* Begin *

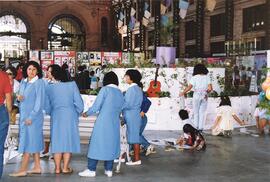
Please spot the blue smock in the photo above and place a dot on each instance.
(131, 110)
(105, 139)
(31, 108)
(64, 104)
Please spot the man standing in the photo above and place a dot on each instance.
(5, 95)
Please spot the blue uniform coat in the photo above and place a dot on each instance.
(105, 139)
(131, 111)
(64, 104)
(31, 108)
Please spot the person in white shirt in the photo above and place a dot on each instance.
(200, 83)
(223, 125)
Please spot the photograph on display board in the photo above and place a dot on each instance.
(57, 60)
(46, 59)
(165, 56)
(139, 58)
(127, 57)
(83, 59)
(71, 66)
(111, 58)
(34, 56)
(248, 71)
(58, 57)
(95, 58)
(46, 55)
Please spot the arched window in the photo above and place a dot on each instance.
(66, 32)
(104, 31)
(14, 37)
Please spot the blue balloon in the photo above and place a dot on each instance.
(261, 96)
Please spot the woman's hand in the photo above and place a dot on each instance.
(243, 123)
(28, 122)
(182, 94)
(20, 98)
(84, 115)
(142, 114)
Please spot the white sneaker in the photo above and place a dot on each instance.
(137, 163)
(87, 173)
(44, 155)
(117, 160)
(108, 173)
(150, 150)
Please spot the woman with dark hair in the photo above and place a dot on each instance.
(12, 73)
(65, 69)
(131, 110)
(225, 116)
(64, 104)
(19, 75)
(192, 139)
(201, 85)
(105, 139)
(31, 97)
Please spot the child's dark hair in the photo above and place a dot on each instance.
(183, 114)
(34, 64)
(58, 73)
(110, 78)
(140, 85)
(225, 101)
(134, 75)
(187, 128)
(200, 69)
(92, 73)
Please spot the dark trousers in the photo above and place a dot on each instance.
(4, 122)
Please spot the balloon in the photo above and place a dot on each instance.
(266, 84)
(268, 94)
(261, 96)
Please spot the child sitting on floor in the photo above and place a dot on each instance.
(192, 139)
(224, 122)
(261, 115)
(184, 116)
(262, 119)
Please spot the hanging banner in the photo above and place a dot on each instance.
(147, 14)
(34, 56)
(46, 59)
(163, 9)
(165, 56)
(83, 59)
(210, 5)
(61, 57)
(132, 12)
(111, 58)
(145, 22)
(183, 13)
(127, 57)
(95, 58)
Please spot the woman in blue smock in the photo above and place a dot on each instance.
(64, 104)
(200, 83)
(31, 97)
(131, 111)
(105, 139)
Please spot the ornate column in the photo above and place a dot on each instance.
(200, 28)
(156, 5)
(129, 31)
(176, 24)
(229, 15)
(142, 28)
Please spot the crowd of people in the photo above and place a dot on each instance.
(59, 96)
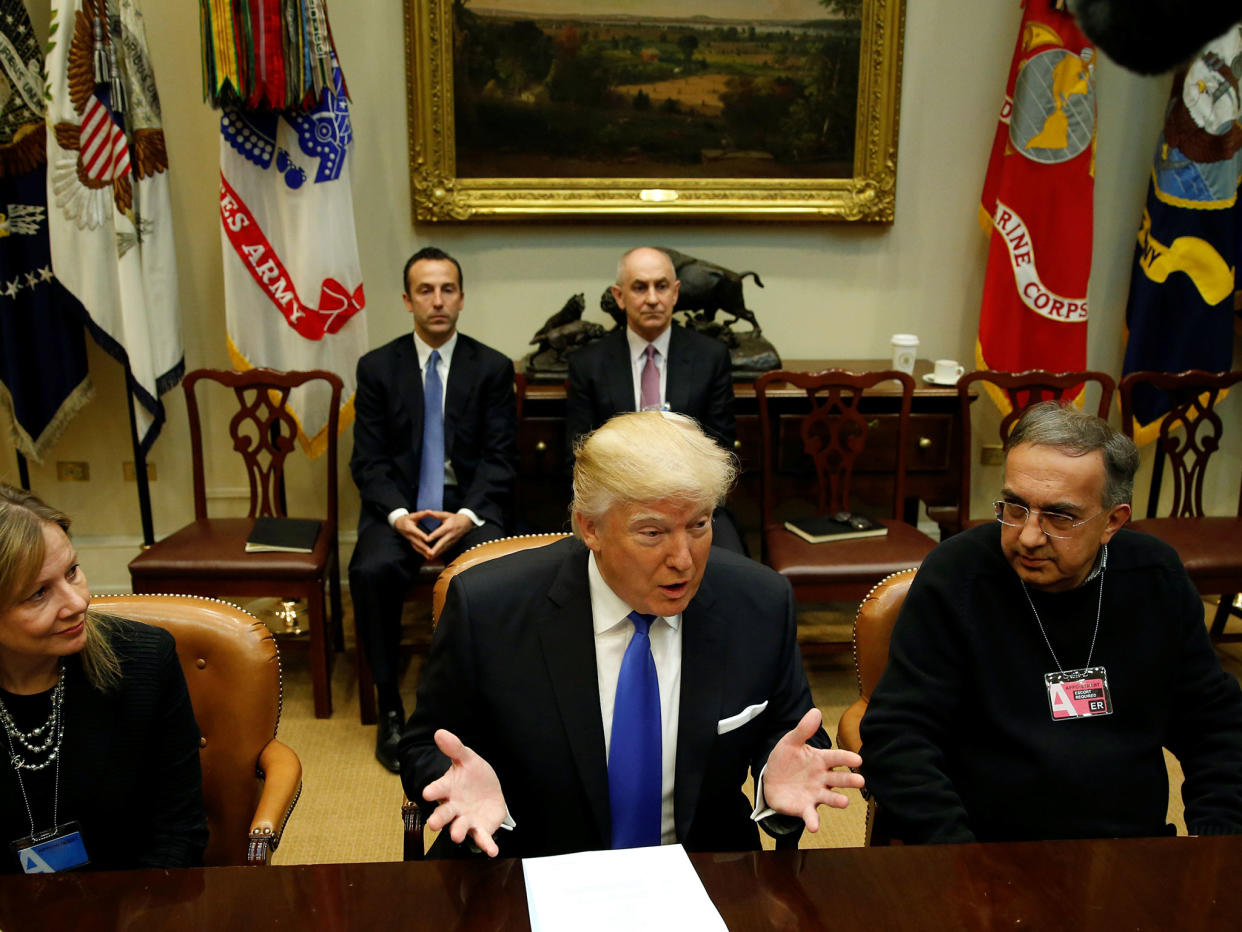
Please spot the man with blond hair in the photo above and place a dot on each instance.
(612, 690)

* End *
* Begin *

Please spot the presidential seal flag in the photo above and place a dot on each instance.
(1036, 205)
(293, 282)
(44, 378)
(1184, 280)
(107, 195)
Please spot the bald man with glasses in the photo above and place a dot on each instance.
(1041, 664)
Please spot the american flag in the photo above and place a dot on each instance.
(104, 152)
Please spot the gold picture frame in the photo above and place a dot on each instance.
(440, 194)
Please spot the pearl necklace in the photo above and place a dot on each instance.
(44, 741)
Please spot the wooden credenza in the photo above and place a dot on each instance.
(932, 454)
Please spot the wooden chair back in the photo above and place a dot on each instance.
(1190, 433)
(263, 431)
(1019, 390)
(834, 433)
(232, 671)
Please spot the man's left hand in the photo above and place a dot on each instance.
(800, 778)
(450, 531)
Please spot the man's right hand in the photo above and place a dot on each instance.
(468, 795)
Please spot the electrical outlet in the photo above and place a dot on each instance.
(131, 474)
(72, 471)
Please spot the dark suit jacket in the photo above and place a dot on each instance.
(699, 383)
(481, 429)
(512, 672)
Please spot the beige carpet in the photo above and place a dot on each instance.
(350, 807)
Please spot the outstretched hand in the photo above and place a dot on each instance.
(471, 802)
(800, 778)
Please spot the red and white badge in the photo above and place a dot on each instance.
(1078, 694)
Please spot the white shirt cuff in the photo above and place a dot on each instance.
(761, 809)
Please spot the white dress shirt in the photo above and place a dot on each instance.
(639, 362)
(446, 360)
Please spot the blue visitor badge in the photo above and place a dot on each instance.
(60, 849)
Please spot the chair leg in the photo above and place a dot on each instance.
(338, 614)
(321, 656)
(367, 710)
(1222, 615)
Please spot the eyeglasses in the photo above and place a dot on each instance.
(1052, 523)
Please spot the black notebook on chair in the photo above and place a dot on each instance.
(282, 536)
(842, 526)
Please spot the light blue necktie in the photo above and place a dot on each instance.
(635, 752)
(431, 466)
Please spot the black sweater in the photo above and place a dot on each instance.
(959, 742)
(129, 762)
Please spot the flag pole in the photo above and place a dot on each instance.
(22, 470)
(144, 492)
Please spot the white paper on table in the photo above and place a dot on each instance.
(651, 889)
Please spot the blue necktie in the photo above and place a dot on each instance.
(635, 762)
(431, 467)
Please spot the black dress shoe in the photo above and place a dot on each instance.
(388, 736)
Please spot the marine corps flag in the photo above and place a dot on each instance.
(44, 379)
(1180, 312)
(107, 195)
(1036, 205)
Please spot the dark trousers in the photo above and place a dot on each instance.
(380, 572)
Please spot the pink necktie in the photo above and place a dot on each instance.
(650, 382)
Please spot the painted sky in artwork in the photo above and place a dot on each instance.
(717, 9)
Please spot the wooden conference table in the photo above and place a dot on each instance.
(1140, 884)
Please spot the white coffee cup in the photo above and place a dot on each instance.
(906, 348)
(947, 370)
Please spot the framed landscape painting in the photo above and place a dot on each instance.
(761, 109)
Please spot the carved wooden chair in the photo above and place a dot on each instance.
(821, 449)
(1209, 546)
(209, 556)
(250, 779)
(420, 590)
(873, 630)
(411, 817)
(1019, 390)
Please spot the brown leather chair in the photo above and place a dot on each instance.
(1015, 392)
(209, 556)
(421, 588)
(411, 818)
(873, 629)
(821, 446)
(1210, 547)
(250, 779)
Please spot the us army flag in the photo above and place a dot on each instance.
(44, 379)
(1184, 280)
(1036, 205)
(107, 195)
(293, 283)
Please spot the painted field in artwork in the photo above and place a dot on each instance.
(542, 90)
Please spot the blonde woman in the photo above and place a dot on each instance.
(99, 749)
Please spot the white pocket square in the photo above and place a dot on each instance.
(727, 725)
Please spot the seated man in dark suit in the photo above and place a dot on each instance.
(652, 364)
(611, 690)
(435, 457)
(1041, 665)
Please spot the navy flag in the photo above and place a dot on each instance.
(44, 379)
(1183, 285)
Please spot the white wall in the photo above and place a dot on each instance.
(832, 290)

* End *

## What you need to do
Give the data lines as a JSON list of strings, one string per line and no blank lines, starting with the line containing "Please spot the flag" and continuing through the line containing "(1140, 884)", both included.

## Solution to this exercise
[
  "Please spot the flag pole in the photo above and place a dot on each instance.",
  "(22, 470)",
  "(144, 492)",
  "Please spot the white paper on table in the photo above and place a dot on each instance.",
  "(651, 889)",
  "Please spot the blue necktie in the photo above and place a dot on each instance.",
  "(635, 762)",
  "(431, 467)",
  "Please spot the black dress shoe in the photo above and place a dot on each instance.",
  "(388, 736)",
  "Please spot the marine corps flag in the photo above and place a dot on each instance.",
  "(44, 379)",
  "(1180, 312)",
  "(107, 195)",
  "(1036, 205)",
  "Please spot the dark trousers in the photo above and place a dot on each instance.",
  "(380, 572)",
  "Please spot the pink necktie in the photo above and place a dot on each instance.",
  "(650, 382)",
  "Please spot the painted sky in artwork in the photo above and place a dot on each instance.",
  "(717, 9)",
  "Please spot the wooden conference table in the photo above and place a dot on each instance.",
  "(1140, 884)"
]